READING TEXT:
○ ○ ○ ○ ○

Due to the crash, the 2016 Copa Sudamericana Finals in which the team were due to play was suspended indefinitely. Their opponents, Atlético Nacional, offered to concede the tie to allow Chapecoense to be awarded the championship. On 4 December 2016, Chapecoense's interim president announced that CONMEBOL would be granting the club the tournament title and prize money. While initially other Brazilian clubs offered to loan out players to them for free and sent a request to the Brazilian FA stating that the club should be immune from relegation for three years, Chapecoense rejected this assistance, stating that they wanted to rebuild properly.

Chapecoense were asked to fulfill their next league fixture in tribute to the players and staff who died in a plane crash. Chapecoense President Ivan Tozzo revealed that the Brazilian FA had asked for the club to play their final league game of the 2016 campaign in part by drawing on their Under-20s side to fill out the roster. However, both Chapecoense and their opponents Atlético Mineiro refused to play. Both teams were awarded a 3–0 loss for the game.

====Deceased Chapecoense players====

- Ailton Cesar Junior Alves da Silva (Canela), 22
- Dener Assunção Braz (Dener), 25
- Marcelo Augusto Mathias da Silva (Marcelo), 25
- Matheus Bitencourt da Silva (Matheus Biteco), 21
- Mateus Lucena dos Santos (Caramelo), 22
- Guilherme Gimenez de Souza (Gimenez), 21
- Lucas Gomes da Silva (Lucas Gomes), 26
- Everton Kempes dos Santos Gonçalves (Kempes), 34
- Arthur Brasiliano Maia (Arthur Maia), 24
- Ananias Eloi Castro Monteiro (Ananias), 27
- Marcos Danilo Padilha (Danilo), 31
- Filipe José Machado (Filipe Machado), 32
- Sérgio Manoel Barbosa Santos (Sérgio Manoel), 27
- José Gildeixon Clemente de Paiva (Gil), 29
- Bruno Rangel Domingues (Bruno Rangel), 34
- Cléber Santana Loureiro (Cléber Santana), 35
- Josimar Rosado da Silva Tavares (Josimar), 30
- Willian Thiego de Jesus (Thiego), 30
- Tiago da Rocha Vieira Alves (Tiaguinho), 22

====Deceased Chapecoense staff====

- Luiz Carlos Saroli (Caio Júnior), coach, 51
- Gilberto Pace Thomaz (Giba), press officer, 29

===Later years===
As Copa Sudamericana champions, Chapecoense qualified for the 2017 Copa Libertadores, their first appearance in that tournament. With a squad built up from loan players, free signings and promoted youth players, as well as two survivors of the crash, they won their first match in an away game at Zulia of Venezuela.

○ ○ ○ ○ ○

STORED RECORDS:

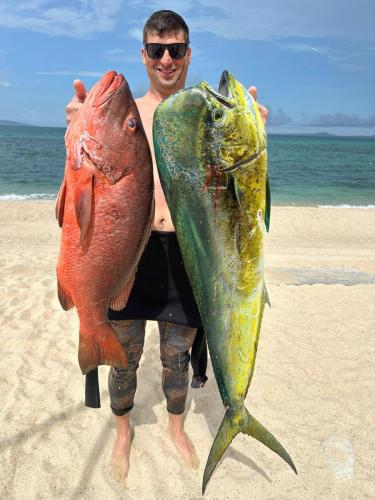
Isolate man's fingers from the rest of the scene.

○ ○ ○ ○ ○

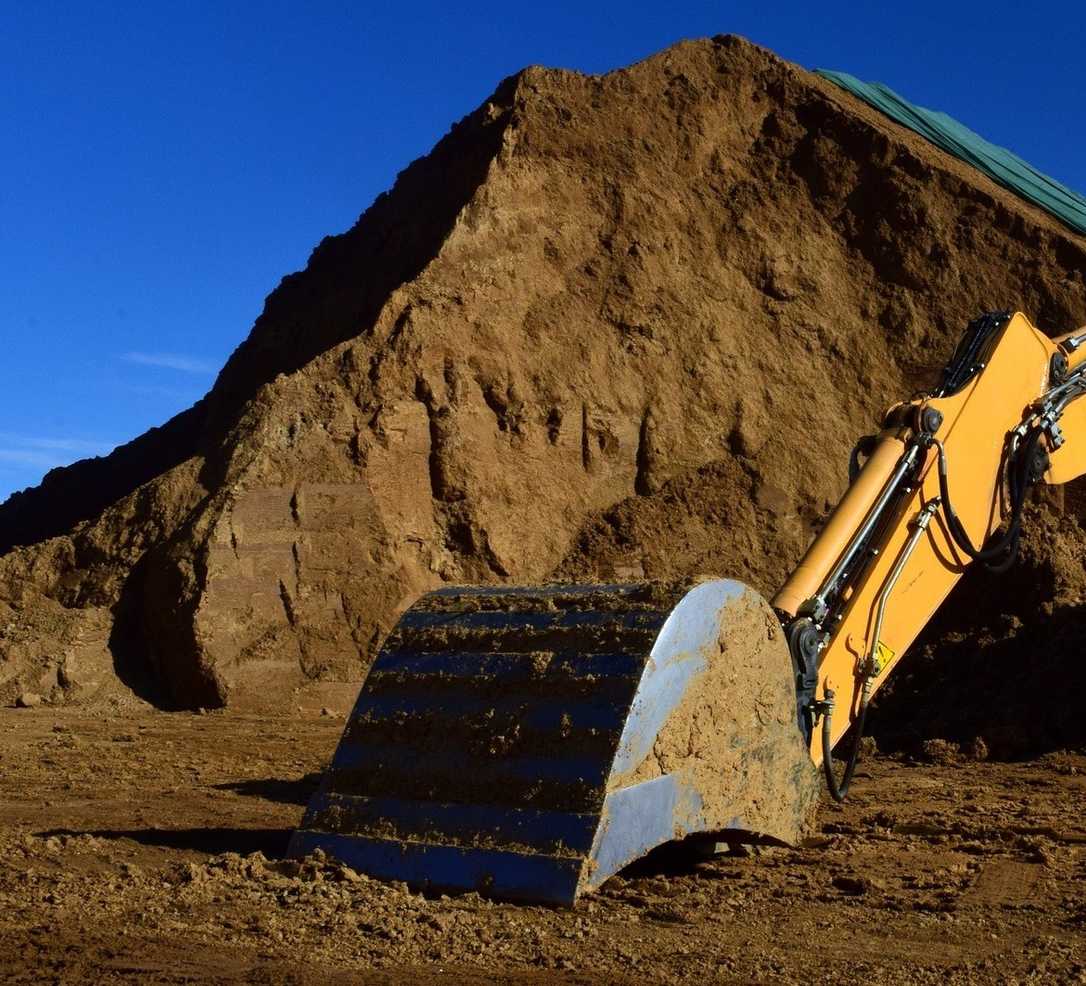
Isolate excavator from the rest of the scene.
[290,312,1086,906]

○ ○ ○ ○ ○

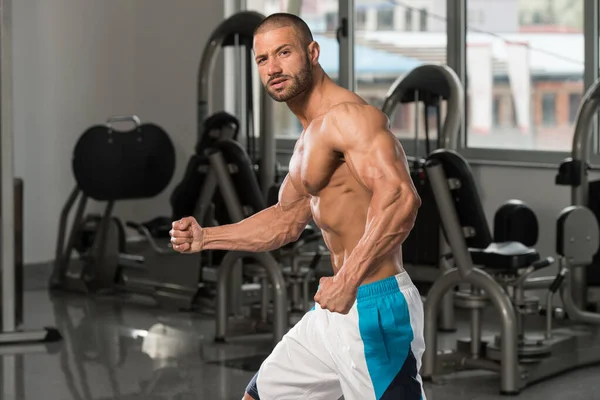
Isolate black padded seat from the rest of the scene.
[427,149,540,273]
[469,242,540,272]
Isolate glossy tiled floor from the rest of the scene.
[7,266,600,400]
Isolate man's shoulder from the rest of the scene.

○ ○ ○ ○ ○

TO BE DONE:
**a)** In the Chapecoense text, rewrite the paragraph beginning "Chapecoense were asked to fulfill" as a short bulleted list that keeps its main facts.
**b)** Reproduce the Chapecoense text word for word from "Due to the crash, the" to "to rebuild properly.".

WORKED SOLUTIONS:
**a)**
- Chapecoense were asked to play their next league fixture as a tribute to the players and staff who died in the plane crash.
- Club president Ivan Tozzo said the Brazilian FA had asked the club to play its final league game of the 2016 campaign, partly using its Under-20s side to fill out the roster.
- Both Chapecoense and their opponents, Atlético Mineiro, refused to play.
- Both teams were given a 3–0 loss for the game.

**b)**
Due to the crash, the 2016 Copa Sudamericana Finals in which the team were due to play was suspended indefinitely. Their opponents, Atlético Nacional, offered to concede the tie to allow Chapecoense to be awarded the championship. On 4 December 2016, Chapecoense's interim president announced that CONMEBOL would be granting the club the tournament title and prize money. While initially other Brazilian clubs offered to loan out players to them for free and sent a request to the Brazilian FA stating that the club should be immune from relegation for three years, Chapecoense rejected this assistance, stating that they wanted to rebuild properly.